From the entries below, return exactly the lines beginning at the one that contains "Target: recessed ceiling light" and ending at the one that contains "of the potted", both of them included, and only those lines.

(Photo-based referring expression data)
————————
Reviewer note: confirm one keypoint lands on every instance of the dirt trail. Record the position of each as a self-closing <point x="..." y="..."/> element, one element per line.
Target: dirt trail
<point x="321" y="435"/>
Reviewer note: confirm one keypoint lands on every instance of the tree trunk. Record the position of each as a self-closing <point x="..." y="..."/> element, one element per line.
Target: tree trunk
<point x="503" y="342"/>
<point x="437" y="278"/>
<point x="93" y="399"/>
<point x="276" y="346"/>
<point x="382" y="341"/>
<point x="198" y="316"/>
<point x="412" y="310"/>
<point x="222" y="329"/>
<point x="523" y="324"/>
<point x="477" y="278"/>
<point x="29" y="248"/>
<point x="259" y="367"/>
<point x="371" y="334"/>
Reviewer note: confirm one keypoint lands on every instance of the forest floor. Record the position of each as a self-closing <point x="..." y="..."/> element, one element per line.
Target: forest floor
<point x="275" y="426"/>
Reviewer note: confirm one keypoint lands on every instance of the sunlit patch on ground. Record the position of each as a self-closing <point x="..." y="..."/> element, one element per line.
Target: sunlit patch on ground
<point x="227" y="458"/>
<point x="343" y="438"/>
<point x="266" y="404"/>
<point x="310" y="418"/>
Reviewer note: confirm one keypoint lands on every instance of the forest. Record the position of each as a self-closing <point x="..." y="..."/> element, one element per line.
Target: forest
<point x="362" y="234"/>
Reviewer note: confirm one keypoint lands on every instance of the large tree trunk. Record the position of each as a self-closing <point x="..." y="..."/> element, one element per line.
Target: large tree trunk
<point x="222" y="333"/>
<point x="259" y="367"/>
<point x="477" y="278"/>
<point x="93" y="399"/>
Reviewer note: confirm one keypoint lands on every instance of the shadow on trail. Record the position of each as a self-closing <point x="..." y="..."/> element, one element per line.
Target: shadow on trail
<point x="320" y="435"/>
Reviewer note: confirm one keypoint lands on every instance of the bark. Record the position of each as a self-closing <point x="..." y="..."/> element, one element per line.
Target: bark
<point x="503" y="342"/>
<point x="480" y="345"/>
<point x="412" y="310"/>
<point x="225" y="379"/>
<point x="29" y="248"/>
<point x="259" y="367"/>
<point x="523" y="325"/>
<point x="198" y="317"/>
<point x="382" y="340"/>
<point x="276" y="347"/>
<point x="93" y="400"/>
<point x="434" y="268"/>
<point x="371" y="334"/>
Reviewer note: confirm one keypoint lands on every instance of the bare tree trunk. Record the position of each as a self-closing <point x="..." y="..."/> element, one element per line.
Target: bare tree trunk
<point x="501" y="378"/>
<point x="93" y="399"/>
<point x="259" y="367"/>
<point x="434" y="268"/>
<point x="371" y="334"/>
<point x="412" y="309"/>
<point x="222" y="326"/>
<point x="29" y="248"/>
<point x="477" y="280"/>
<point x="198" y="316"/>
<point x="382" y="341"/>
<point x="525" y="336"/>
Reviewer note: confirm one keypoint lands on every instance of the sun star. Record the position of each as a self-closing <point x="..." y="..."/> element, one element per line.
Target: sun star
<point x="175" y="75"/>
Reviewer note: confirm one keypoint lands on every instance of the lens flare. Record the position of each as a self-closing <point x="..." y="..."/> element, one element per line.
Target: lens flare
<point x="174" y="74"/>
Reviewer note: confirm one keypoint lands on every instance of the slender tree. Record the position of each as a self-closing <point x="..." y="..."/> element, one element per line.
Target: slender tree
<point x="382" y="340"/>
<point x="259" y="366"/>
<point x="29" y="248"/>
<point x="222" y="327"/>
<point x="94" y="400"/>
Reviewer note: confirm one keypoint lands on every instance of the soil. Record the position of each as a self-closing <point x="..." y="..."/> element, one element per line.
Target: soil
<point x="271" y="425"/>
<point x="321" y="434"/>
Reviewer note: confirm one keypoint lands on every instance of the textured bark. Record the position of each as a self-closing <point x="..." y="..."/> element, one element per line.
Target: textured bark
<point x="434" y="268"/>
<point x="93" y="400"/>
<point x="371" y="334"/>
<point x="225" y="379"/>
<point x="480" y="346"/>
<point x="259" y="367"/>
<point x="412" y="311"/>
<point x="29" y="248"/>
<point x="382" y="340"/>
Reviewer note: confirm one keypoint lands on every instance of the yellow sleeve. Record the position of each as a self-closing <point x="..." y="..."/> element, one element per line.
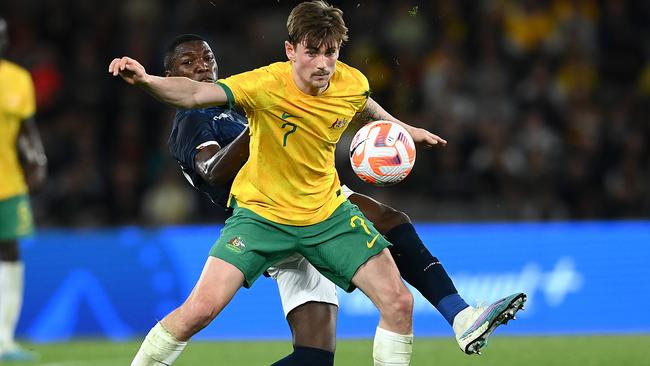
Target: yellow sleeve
<point x="250" y="90"/>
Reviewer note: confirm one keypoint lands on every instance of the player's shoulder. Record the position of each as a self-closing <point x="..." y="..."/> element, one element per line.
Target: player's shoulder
<point x="14" y="70"/>
<point x="348" y="73"/>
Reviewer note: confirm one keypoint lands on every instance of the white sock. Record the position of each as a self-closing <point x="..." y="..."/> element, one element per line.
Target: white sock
<point x="391" y="348"/>
<point x="159" y="348"/>
<point x="11" y="300"/>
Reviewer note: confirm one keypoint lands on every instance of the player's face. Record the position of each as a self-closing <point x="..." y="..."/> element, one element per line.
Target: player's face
<point x="312" y="67"/>
<point x="195" y="60"/>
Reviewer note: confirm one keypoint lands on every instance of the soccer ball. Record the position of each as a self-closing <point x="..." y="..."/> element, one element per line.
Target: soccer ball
<point x="382" y="153"/>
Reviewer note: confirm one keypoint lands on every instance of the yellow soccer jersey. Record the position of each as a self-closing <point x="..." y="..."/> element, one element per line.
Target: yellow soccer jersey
<point x="290" y="177"/>
<point x="17" y="103"/>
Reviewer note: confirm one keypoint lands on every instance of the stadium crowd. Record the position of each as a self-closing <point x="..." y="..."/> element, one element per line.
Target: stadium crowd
<point x="545" y="104"/>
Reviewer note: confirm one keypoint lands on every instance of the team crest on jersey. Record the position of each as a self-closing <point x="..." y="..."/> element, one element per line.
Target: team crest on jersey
<point x="236" y="244"/>
<point x="339" y="124"/>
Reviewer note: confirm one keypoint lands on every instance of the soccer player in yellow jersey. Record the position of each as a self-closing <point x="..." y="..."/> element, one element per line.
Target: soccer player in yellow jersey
<point x="287" y="198"/>
<point x="19" y="143"/>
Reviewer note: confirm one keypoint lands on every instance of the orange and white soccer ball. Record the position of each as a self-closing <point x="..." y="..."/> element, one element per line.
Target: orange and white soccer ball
<point x="382" y="153"/>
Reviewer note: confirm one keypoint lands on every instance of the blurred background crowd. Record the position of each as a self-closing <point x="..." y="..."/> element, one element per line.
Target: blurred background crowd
<point x="545" y="104"/>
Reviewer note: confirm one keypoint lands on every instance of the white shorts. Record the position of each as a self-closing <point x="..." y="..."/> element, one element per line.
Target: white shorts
<point x="299" y="282"/>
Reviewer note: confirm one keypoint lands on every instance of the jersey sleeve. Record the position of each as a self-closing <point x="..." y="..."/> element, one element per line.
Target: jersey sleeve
<point x="28" y="104"/>
<point x="249" y="90"/>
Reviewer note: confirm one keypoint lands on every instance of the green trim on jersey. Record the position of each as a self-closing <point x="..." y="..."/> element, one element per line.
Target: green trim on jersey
<point x="229" y="95"/>
<point x="336" y="247"/>
<point x="16" y="219"/>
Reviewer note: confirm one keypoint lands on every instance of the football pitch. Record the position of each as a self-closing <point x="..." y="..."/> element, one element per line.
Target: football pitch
<point x="502" y="351"/>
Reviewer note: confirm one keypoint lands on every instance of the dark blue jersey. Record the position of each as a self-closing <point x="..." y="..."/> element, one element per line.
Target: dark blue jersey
<point x="194" y="129"/>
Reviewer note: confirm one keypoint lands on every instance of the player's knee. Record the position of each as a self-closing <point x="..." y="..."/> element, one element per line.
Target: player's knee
<point x="391" y="218"/>
<point x="200" y="312"/>
<point x="399" y="304"/>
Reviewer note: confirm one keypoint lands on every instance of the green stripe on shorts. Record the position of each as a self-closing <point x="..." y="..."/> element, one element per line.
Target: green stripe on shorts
<point x="15" y="217"/>
<point x="337" y="247"/>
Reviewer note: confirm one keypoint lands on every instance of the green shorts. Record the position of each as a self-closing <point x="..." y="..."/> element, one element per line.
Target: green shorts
<point x="337" y="247"/>
<point x="15" y="218"/>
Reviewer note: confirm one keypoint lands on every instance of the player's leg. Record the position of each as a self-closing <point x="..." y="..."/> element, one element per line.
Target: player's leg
<point x="348" y="250"/>
<point x="380" y="280"/>
<point x="246" y="247"/>
<point x="15" y="222"/>
<point x="215" y="288"/>
<point x="310" y="305"/>
<point x="472" y="326"/>
<point x="415" y="262"/>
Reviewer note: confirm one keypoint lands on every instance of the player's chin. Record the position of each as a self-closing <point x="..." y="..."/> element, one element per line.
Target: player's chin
<point x="320" y="82"/>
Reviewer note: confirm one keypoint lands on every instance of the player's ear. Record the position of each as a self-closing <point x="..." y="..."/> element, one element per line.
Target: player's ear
<point x="290" y="51"/>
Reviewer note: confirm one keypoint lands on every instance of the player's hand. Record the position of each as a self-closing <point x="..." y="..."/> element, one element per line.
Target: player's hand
<point x="425" y="138"/>
<point x="129" y="69"/>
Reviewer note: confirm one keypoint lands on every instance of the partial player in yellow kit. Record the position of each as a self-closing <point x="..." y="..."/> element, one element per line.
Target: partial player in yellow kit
<point x="290" y="177"/>
<point x="22" y="165"/>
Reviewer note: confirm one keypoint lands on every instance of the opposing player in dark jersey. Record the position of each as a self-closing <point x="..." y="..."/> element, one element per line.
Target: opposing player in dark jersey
<point x="211" y="145"/>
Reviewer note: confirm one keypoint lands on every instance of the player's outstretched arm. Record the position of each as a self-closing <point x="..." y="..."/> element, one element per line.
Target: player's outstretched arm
<point x="219" y="166"/>
<point x="179" y="92"/>
<point x="374" y="112"/>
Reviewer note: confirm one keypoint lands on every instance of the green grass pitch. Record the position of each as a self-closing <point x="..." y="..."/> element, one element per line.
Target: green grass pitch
<point x="502" y="351"/>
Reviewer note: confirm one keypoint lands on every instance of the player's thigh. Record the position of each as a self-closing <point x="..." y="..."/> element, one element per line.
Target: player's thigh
<point x="338" y="246"/>
<point x="16" y="219"/>
<point x="384" y="217"/>
<point x="313" y="324"/>
<point x="380" y="280"/>
<point x="252" y="244"/>
<point x="218" y="283"/>
<point x="300" y="283"/>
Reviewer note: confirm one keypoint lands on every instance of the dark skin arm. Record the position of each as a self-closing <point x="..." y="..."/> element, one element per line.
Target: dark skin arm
<point x="32" y="154"/>
<point x="219" y="166"/>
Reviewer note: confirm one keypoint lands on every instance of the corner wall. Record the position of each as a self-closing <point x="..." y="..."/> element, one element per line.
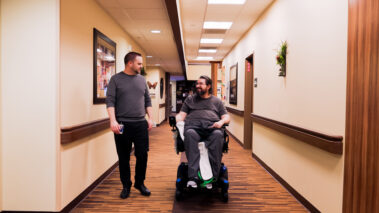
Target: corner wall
<point x="29" y="104"/>
<point x="312" y="95"/>
<point x="154" y="74"/>
<point x="85" y="160"/>
<point x="1" y="126"/>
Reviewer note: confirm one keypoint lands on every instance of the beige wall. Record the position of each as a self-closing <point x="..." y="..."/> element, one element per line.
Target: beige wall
<point x="85" y="160"/>
<point x="311" y="96"/>
<point x="154" y="74"/>
<point x="29" y="97"/>
<point x="236" y="126"/>
<point x="1" y="126"/>
<point x="194" y="71"/>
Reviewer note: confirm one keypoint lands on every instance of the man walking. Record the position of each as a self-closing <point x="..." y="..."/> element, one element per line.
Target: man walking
<point x="127" y="102"/>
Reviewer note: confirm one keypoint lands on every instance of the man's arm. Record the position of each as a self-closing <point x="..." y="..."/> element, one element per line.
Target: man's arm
<point x="115" y="127"/>
<point x="181" y="116"/>
<point x="225" y="119"/>
<point x="149" y="111"/>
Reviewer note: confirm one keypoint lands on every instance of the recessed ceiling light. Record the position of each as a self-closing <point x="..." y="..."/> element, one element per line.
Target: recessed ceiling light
<point x="207" y="50"/>
<point x="204" y="58"/>
<point x="226" y="1"/>
<point x="211" y="40"/>
<point x="217" y="25"/>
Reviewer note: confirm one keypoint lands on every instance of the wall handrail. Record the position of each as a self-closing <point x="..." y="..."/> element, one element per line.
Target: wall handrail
<point x="76" y="132"/>
<point x="329" y="143"/>
<point x="235" y="111"/>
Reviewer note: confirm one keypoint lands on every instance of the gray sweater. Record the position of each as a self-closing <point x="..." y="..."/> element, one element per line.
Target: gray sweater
<point x="129" y="95"/>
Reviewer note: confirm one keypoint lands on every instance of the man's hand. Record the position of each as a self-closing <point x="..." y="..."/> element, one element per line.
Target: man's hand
<point x="150" y="124"/>
<point x="115" y="127"/>
<point x="218" y="124"/>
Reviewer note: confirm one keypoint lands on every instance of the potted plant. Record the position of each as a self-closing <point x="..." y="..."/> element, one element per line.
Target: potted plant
<point x="281" y="58"/>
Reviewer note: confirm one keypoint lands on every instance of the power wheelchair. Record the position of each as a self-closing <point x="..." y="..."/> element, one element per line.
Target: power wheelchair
<point x="219" y="184"/>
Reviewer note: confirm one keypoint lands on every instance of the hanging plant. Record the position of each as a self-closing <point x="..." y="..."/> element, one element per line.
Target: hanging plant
<point x="143" y="72"/>
<point x="281" y="58"/>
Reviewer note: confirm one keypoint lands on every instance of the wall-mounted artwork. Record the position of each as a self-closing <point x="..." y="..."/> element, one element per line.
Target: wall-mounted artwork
<point x="104" y="65"/>
<point x="233" y="82"/>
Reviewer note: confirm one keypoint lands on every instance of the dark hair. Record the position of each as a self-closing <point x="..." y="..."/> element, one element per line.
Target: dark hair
<point x="131" y="56"/>
<point x="208" y="81"/>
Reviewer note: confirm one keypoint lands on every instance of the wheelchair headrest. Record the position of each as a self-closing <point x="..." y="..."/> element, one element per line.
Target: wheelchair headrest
<point x="172" y="121"/>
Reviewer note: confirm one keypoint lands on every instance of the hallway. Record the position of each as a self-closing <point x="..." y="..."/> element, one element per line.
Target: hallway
<point x="252" y="189"/>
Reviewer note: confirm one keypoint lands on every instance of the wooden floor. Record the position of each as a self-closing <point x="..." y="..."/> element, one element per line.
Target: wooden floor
<point x="252" y="189"/>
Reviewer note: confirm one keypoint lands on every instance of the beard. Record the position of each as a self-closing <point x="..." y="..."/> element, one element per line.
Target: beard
<point x="136" y="71"/>
<point x="200" y="92"/>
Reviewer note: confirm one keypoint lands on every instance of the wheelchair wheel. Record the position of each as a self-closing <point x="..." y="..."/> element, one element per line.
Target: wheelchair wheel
<point x="178" y="195"/>
<point x="225" y="197"/>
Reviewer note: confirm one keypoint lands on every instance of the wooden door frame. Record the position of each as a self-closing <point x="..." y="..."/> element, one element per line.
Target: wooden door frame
<point x="361" y="172"/>
<point x="168" y="96"/>
<point x="248" y="103"/>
————————
PROBLEM SOLUTION:
Target: recessed ceiling light
<point x="207" y="50"/>
<point x="204" y="58"/>
<point x="226" y="1"/>
<point x="211" y="40"/>
<point x="217" y="25"/>
Reviewer note: confirm one keypoint lands on every instance of the wall handrail. Record the position of each as a self-closing <point x="..." y="..."/> element, one element per line.
Target: wall handrail
<point x="76" y="132"/>
<point x="329" y="143"/>
<point x="235" y="111"/>
Reviewer note: confirm one keypoint lands on every instance of the gray sweater. Record the position of each as a self-closing <point x="..." y="..."/> element, one element per line.
Target: gray sweater
<point x="129" y="95"/>
Reviewer note: confirm one keypoint lands on every instance of the man's hand. Record the position of each as a self-closing <point x="..." y="..."/> element, one element per line.
Target: man's hand
<point x="150" y="124"/>
<point x="115" y="127"/>
<point x="218" y="124"/>
Reviewer note: confirm one keypoint lands on every instance of the potted plant. Record the position of each as a self-closing <point x="..." y="..."/> element, one element per line.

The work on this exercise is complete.